#### Problem set
**1.** Answer these questions using the text on exercise and stroke prevention:
(a) Which month is recognized as Stroke Awareness Month?
(b) What does the 30-for-30 Challenge ask people to do?
(c) How does the text define ischemia?
**2.** Decide whether each statement agrees with the text on exercise and stroke prevention. Answer yes or no, and quote the words from the text that settle it.
(a) The challenge calls for 30 minutes of exercise a day for 30 consecutive days.
(b) Dr. Schwamm says people should keep reaching for food as a reward.
(c) Being in good physical shape increases a person's resilience to ischemia.
**3.** Write the next part of the text on exercise and stroke prevention, starting after its last sentence.

#### Text

[Start of Attachment]

Exercise and Stroke Prevention

After making this change and experiencing positive results, Schwamm hopes his colleagues, patients and others will do the same. In recognition of May as Stroke Awareness Month – and to emphasize the importance of exercise in stroke prevention – Dr. Schwamm is proposing a 
30-for-30 Challenge: exercise for 30 minutes a day for 30 consecutive days.

Dr. Schwamm says exercise is a powerful prescription. Being in good physical shape not only changes the way a person’s blood vessels react if they are put in a situation where they are deprived of vital nutrients, but it increases their resilience to ischemia (reduced blood supply to the brain or heart), when tissue is deprived of oxygen and glucose.

“People have to start reaching for exercise as a form of reward rather than a form of deprivation, and stop reaching for food as reward.

[End of Attachment]

(Data items)
[Start of Attachment]

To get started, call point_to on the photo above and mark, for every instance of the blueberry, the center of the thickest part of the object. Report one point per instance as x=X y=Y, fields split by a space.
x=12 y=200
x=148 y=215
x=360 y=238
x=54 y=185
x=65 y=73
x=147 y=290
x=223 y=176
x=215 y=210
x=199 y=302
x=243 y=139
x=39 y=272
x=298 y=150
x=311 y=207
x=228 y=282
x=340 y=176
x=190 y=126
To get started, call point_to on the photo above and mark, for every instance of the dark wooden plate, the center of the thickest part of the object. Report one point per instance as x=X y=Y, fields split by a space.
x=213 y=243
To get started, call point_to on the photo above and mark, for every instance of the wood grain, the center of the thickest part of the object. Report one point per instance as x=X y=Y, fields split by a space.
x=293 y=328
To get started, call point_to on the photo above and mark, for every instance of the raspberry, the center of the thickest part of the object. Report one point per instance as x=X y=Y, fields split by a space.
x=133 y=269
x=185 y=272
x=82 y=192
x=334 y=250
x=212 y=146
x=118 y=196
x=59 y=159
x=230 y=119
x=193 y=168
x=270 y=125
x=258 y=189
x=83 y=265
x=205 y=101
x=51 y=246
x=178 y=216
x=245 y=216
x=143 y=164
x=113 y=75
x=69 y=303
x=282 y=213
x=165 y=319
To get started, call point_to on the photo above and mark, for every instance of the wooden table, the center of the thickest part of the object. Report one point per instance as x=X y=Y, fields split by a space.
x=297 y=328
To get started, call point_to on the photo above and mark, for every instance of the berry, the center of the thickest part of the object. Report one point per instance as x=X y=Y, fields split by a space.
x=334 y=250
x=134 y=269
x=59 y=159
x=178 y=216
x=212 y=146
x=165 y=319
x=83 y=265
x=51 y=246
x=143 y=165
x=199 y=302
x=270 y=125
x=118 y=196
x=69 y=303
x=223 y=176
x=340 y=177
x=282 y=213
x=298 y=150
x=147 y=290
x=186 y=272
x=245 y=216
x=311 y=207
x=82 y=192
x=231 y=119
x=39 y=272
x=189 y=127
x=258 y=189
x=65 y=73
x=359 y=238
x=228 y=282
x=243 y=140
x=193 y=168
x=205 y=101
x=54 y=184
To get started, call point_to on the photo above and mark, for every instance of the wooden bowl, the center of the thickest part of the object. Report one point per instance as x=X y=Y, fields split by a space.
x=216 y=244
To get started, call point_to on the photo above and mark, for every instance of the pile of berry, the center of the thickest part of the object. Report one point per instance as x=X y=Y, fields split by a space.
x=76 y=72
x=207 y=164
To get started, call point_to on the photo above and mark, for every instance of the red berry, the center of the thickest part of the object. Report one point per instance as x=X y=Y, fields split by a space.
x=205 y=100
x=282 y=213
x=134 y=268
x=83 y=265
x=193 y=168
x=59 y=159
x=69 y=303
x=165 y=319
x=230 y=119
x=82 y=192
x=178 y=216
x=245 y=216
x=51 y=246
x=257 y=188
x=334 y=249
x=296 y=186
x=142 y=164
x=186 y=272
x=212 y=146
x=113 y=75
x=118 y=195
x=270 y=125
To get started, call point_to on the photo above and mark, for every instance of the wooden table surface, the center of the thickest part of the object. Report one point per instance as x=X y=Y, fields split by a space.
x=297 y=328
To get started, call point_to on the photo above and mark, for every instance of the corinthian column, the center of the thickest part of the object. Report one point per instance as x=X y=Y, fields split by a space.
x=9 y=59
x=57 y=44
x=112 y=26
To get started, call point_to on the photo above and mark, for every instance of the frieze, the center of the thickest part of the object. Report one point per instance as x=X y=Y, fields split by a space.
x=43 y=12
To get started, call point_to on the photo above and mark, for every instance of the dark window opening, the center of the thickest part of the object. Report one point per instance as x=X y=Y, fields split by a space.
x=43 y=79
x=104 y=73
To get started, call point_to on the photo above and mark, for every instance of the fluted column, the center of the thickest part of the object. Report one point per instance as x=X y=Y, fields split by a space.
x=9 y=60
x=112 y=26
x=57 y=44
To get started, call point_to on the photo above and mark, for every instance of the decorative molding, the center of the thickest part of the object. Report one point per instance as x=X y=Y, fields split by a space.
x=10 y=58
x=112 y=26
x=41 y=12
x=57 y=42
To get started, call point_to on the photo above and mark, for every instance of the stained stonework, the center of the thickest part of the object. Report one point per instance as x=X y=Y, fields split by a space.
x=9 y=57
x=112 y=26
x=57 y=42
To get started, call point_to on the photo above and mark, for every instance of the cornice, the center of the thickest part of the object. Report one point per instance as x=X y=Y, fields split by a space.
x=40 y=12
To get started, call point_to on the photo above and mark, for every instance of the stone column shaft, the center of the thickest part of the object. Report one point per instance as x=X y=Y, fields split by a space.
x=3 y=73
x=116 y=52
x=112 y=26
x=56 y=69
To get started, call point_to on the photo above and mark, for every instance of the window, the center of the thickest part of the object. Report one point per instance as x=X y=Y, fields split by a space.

[End of Attachment]

#### Results by task
**1.**
(a) May.
(b) Exercise for 30 minutes a day for 30 consecutive days.
(c) Reduced blood supply to the brain or heart.

**2.**
(a) Yes: "exercise for 30 minutes a day for 30 consecutive days."
(b) No: "stop reaching for food as reward."
(c) Yes: "it increases their resilience to ischemia."

**3.**
Something Good for Yourself

“When a person exercises, they’re not just training their muscles,” says Dr. Schwamm. “They’re training blood vessels too. With sufficient exercise, blood vessels will be ready to react when they need to dilate or constrict.”

Forms of exercise could include walking, running, swimming, riding a bike, playing sports – really any activity that increases a person’s heart rate and makes him or her break a sweat.

“The journey of 1,000 miles starts with a single step,” says Dr. Schwamm. “People have to start reaching for exercise as a form of reward rather than a form of deprivation, and stop reaching for food as reward. It’s about transforming the narrative into a heroic narrative. It’s about getting up and doing something good for yourself.”